Exact copy, no pictures: take the lines of the listing below from the first through the one containing "# Target: cliff edge".

*** Excerpted records

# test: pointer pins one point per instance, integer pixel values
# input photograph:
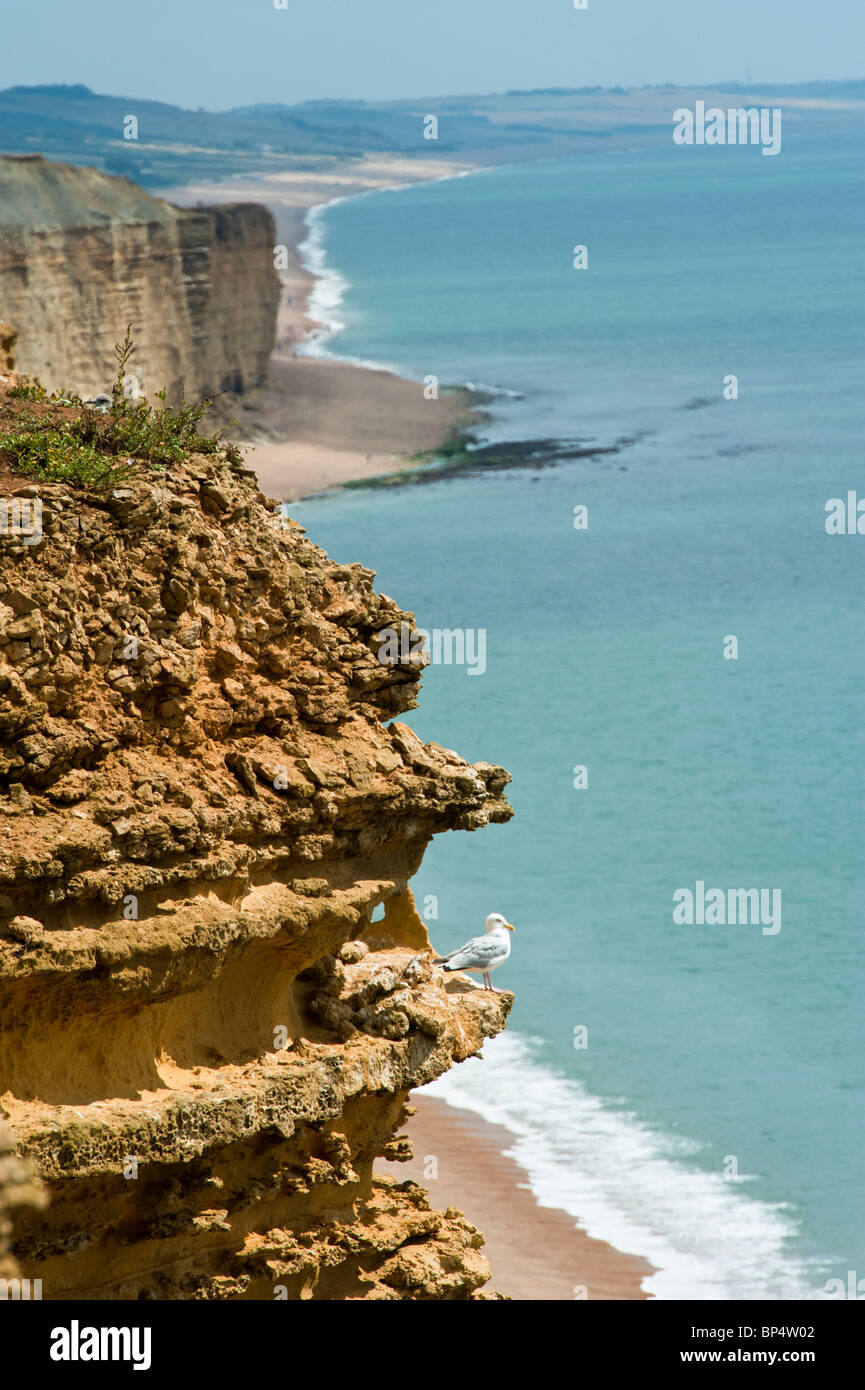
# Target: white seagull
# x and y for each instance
(481, 954)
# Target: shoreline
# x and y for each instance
(536, 1253)
(319, 423)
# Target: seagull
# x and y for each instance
(481, 954)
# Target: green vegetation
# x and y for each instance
(98, 448)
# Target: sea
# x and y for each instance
(673, 672)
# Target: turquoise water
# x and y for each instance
(707, 1044)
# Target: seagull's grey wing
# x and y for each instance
(476, 954)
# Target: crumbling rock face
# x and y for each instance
(84, 253)
(205, 1039)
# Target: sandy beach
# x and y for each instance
(317, 423)
(536, 1253)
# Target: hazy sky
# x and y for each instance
(220, 53)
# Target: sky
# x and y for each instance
(223, 53)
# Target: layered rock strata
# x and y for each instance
(82, 255)
(206, 1040)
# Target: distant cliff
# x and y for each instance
(84, 253)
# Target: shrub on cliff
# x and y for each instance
(98, 448)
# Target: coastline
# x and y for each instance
(317, 423)
(536, 1253)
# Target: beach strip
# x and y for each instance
(536, 1253)
(317, 423)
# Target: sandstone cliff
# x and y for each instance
(205, 1039)
(82, 255)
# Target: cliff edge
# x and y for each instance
(205, 1039)
(84, 253)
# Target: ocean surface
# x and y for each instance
(714, 1119)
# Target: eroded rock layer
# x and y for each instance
(82, 255)
(205, 1039)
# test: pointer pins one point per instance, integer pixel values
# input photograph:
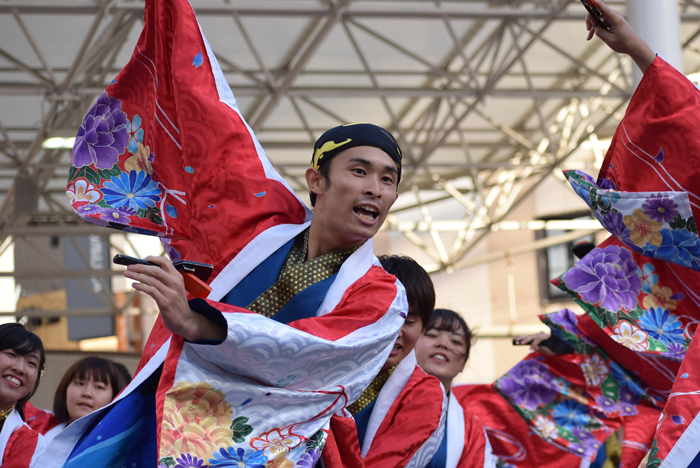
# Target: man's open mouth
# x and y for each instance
(366, 212)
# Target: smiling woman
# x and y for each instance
(443, 351)
(21, 367)
(87, 385)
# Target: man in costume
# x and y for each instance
(402, 412)
(635, 349)
(300, 317)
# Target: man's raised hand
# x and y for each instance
(166, 286)
(621, 38)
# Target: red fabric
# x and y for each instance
(637, 436)
(342, 449)
(364, 302)
(40, 420)
(683, 404)
(510, 436)
(663, 114)
(229, 199)
(626, 357)
(473, 453)
(409, 423)
(20, 448)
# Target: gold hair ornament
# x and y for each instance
(5, 413)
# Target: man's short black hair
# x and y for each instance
(419, 287)
(325, 171)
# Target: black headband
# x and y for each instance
(346, 136)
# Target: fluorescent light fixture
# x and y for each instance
(58, 143)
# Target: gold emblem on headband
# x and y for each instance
(327, 146)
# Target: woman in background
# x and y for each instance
(88, 385)
(21, 367)
(443, 351)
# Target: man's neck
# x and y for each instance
(322, 242)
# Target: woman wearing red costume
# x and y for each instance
(443, 351)
(21, 366)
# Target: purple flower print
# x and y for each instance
(102, 137)
(613, 222)
(188, 461)
(308, 460)
(527, 385)
(607, 277)
(607, 405)
(660, 207)
(676, 351)
(606, 184)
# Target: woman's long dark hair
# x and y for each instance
(23, 342)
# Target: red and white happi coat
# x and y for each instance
(648, 197)
(20, 446)
(169, 132)
(405, 428)
(468, 445)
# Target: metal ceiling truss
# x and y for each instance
(489, 57)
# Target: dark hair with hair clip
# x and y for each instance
(420, 291)
(449, 320)
(101, 370)
(23, 342)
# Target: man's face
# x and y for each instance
(362, 189)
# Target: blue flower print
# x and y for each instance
(583, 192)
(121, 215)
(570, 414)
(661, 325)
(678, 246)
(135, 133)
(238, 458)
(649, 278)
(133, 189)
(609, 197)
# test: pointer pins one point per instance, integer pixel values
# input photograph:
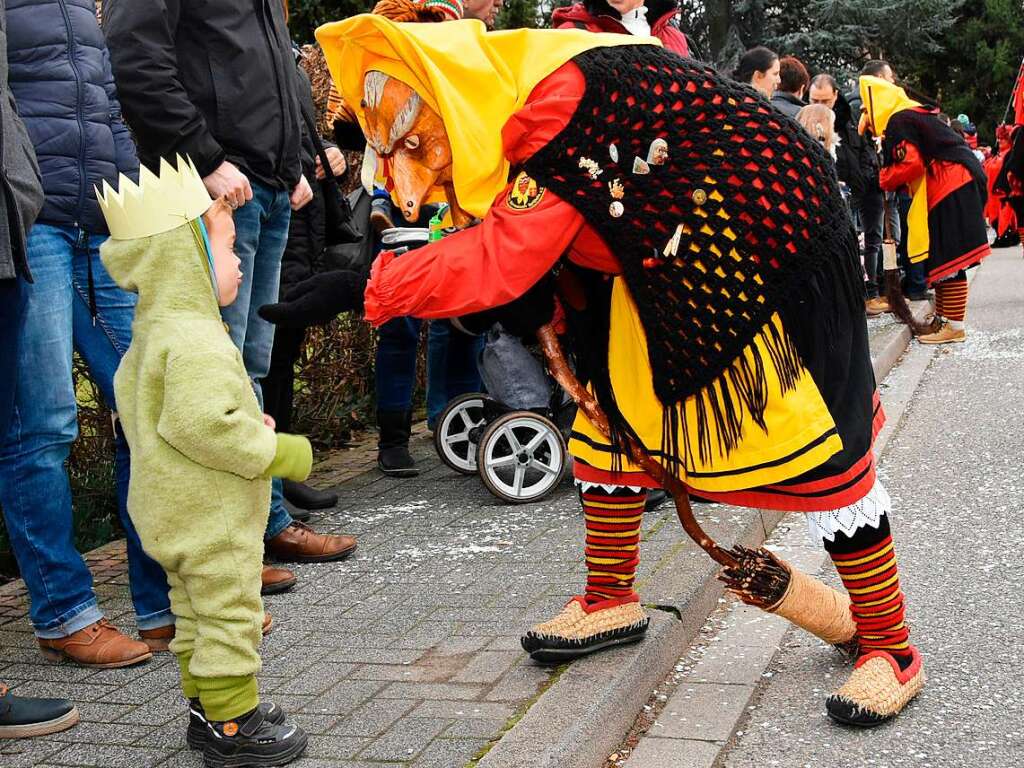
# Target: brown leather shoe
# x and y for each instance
(99, 645)
(158, 639)
(299, 543)
(276, 580)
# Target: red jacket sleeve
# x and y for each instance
(902, 172)
(478, 268)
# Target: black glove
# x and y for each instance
(520, 316)
(317, 300)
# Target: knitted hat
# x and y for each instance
(452, 8)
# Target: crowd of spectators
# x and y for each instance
(221, 84)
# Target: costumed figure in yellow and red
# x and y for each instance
(1010, 180)
(717, 301)
(946, 222)
(998, 213)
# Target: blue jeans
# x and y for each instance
(871, 218)
(12, 298)
(452, 365)
(34, 486)
(260, 237)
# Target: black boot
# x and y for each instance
(304, 497)
(393, 457)
(22, 717)
(197, 721)
(252, 740)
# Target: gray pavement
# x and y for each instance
(408, 654)
(953, 470)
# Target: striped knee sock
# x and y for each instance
(866, 563)
(612, 548)
(950, 300)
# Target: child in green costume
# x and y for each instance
(203, 454)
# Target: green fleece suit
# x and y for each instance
(202, 459)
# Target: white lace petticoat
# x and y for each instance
(867, 511)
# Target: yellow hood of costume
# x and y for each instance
(474, 79)
(882, 99)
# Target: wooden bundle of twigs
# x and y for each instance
(757, 577)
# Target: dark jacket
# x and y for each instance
(787, 103)
(19, 185)
(856, 160)
(304, 250)
(597, 15)
(60, 78)
(211, 79)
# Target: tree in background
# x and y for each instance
(523, 13)
(976, 73)
(305, 15)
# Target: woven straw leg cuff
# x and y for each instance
(817, 608)
(878, 690)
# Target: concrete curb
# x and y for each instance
(583, 717)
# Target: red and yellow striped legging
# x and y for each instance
(866, 563)
(612, 549)
(950, 298)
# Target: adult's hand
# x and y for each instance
(317, 300)
(337, 161)
(301, 195)
(227, 181)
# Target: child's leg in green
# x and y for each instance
(227, 697)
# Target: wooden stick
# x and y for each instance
(592, 410)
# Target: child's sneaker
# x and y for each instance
(197, 721)
(252, 740)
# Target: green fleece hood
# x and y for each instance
(170, 272)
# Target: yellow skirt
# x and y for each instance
(800, 433)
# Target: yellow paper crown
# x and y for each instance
(157, 204)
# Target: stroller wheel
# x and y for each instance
(458, 430)
(521, 457)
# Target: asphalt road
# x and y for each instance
(955, 472)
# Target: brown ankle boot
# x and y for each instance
(299, 543)
(99, 645)
(276, 580)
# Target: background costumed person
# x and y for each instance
(946, 221)
(998, 212)
(723, 333)
(203, 454)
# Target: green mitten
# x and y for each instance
(293, 459)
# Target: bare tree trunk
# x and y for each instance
(719, 15)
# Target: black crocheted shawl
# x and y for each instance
(934, 139)
(761, 226)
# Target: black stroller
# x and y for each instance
(514, 437)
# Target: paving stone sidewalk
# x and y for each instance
(407, 654)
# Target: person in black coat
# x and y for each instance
(303, 258)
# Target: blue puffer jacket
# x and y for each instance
(61, 81)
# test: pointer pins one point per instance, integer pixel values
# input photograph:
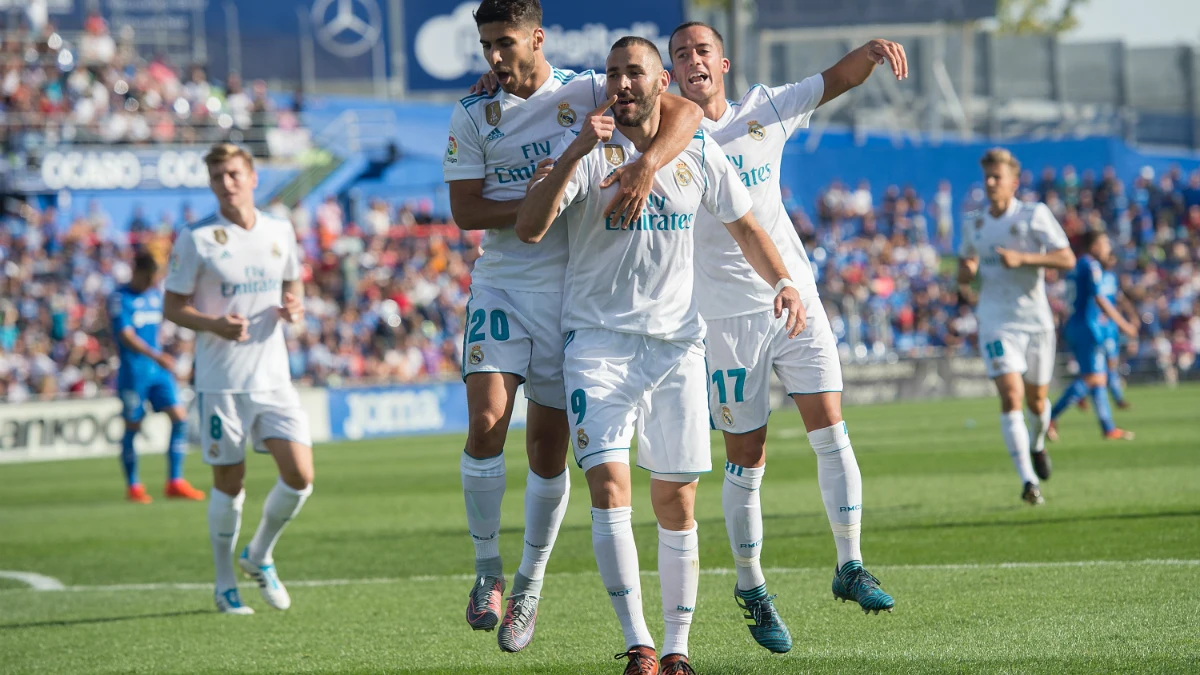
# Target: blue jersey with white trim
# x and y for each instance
(143, 312)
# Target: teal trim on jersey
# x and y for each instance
(772, 101)
(468, 101)
(579, 461)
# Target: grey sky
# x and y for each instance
(1139, 22)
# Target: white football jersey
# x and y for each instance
(753, 133)
(227, 269)
(639, 278)
(1013, 299)
(501, 138)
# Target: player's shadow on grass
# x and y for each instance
(67, 622)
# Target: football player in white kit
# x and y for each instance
(1009, 245)
(635, 358)
(235, 280)
(513, 328)
(747, 341)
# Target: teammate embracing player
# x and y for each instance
(635, 357)
(235, 280)
(747, 341)
(1008, 245)
(513, 332)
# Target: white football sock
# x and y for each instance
(282, 505)
(1017, 437)
(1038, 425)
(545, 507)
(612, 539)
(743, 521)
(841, 489)
(679, 577)
(483, 488)
(225, 520)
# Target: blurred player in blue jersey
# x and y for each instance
(147, 376)
(1111, 290)
(1086, 333)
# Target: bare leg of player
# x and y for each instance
(490, 396)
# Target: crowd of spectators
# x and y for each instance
(387, 285)
(95, 88)
(887, 272)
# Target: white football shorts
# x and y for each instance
(521, 333)
(1030, 353)
(617, 381)
(228, 418)
(743, 351)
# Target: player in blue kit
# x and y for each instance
(1086, 333)
(1111, 290)
(147, 376)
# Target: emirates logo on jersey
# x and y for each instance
(492, 112)
(565, 114)
(613, 154)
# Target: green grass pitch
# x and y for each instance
(1102, 578)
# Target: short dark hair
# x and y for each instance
(144, 261)
(717, 34)
(637, 41)
(515, 12)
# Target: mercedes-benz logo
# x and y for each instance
(343, 31)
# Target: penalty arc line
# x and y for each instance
(51, 584)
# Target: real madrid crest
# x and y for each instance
(683, 175)
(565, 114)
(492, 112)
(615, 154)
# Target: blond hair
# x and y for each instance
(222, 153)
(1000, 156)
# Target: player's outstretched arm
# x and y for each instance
(765, 258)
(1061, 258)
(472, 210)
(853, 69)
(544, 198)
(178, 310)
(681, 119)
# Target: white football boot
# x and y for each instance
(268, 580)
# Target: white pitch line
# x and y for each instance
(36, 581)
(712, 572)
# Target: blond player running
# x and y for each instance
(235, 281)
(1009, 245)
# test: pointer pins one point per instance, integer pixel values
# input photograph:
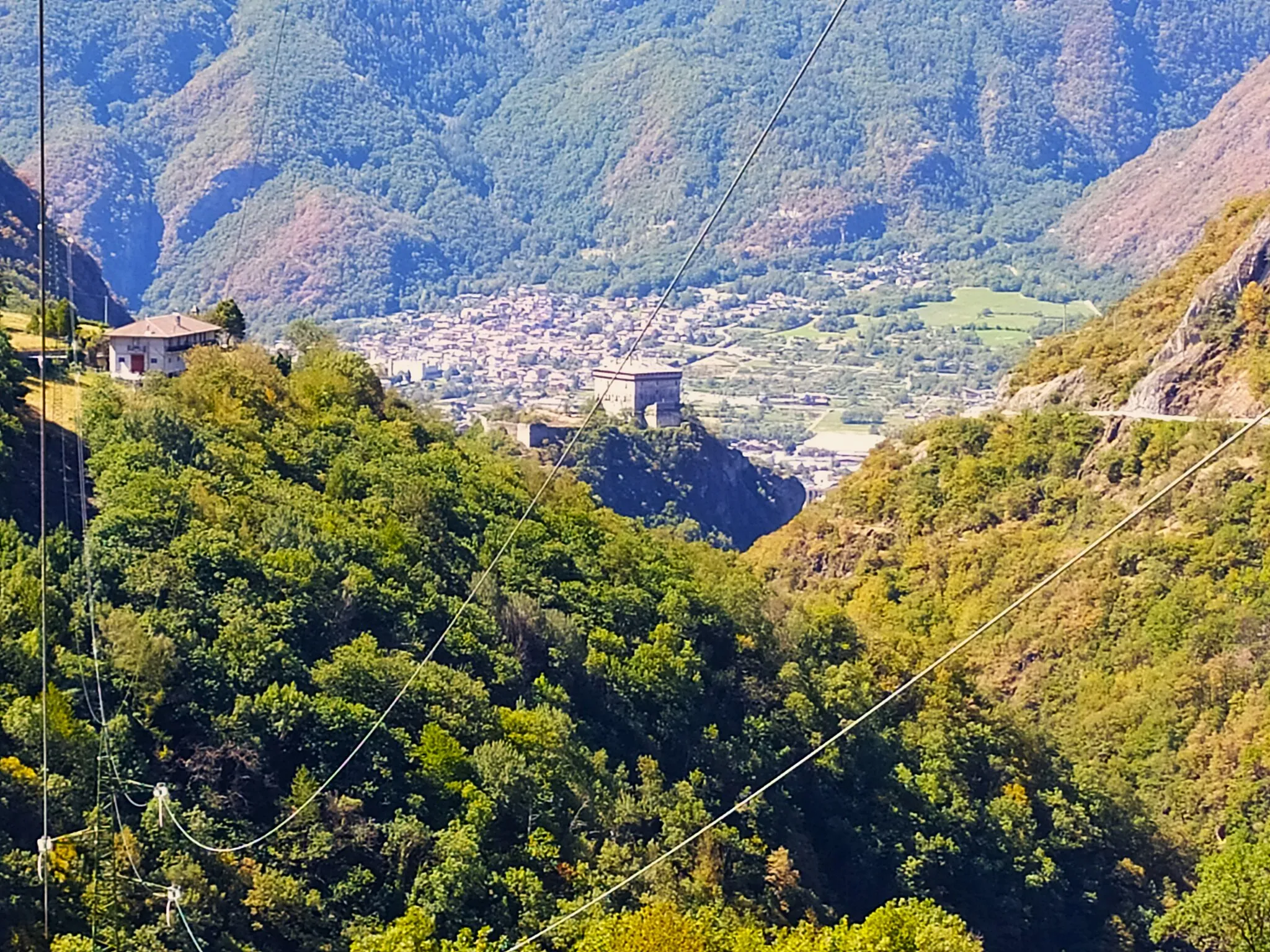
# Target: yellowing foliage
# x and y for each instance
(1114, 351)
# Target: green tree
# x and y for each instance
(1230, 908)
(229, 315)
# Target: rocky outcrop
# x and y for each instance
(677, 474)
(73, 272)
(1065, 389)
(1191, 375)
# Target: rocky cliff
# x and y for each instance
(1193, 342)
(73, 272)
(678, 474)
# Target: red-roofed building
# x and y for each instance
(158, 345)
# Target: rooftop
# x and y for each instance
(169, 325)
(637, 368)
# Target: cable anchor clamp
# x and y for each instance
(163, 796)
(173, 899)
(45, 847)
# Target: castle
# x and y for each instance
(649, 391)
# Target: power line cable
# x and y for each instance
(904, 689)
(45, 844)
(556, 470)
(260, 134)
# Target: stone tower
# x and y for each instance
(649, 391)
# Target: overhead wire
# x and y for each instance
(904, 689)
(45, 843)
(556, 470)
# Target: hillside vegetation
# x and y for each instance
(398, 149)
(275, 551)
(1148, 213)
(1148, 663)
(1113, 353)
(685, 478)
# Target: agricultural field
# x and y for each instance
(16, 324)
(1000, 310)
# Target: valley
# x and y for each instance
(793, 382)
(911, 593)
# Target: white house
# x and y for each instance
(156, 345)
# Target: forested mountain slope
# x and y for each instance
(273, 553)
(73, 273)
(1148, 663)
(401, 146)
(685, 478)
(1193, 342)
(1148, 213)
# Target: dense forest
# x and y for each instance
(342, 157)
(278, 544)
(683, 478)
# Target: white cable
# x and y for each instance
(556, 470)
(904, 689)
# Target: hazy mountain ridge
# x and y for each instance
(1147, 214)
(73, 272)
(586, 144)
(1147, 663)
(1193, 340)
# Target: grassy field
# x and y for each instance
(832, 423)
(63, 402)
(809, 332)
(1009, 310)
(1003, 339)
(16, 324)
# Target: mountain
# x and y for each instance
(1194, 340)
(1147, 663)
(1148, 213)
(73, 272)
(277, 550)
(345, 157)
(675, 474)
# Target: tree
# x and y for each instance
(229, 315)
(1230, 908)
(305, 335)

******

__Response to this task__
# test: pointer pins one point per instance, integer pixel values
# input photograph:
# Target: white seagull
# x and y for each instance
(481, 954)
# Target: shoreline
# x and y for each instance
(536, 1253)
(319, 423)
# Target: seagull
# x and y for each instance
(481, 954)
# Target: green vegetation
# x and y for each instance
(98, 448)
# Target: sea
# x and y for each instance
(673, 672)
# Target: turquoise water
# x and y for each instance
(707, 1044)
# Target: seagull's grey wing
# x and y for each instance
(476, 954)
# Target: crumbling rock face
# x and y for each instance
(84, 253)
(205, 1039)
# Target: sandy beach
# x and y for each instance
(317, 423)
(536, 1253)
# Target: hazy sky
# x and y for each instance
(220, 53)
# Target: sky
# x and y for each instance
(223, 53)
# Target: layered rock strata
# x and y for each instance
(82, 255)
(206, 1040)
# Target: distant cliff
# x and y for each instance
(84, 253)
# Target: shrub on cliff
# x and y for each instance
(98, 448)
# Target: coastline
# x and y for each instance
(317, 423)
(536, 1253)
# Target: beach strip
# x and y for each instance
(536, 1253)
(317, 423)
# Target: sandstone cliff
# x and y for each instance
(205, 1039)
(82, 255)
# Target: cliff edge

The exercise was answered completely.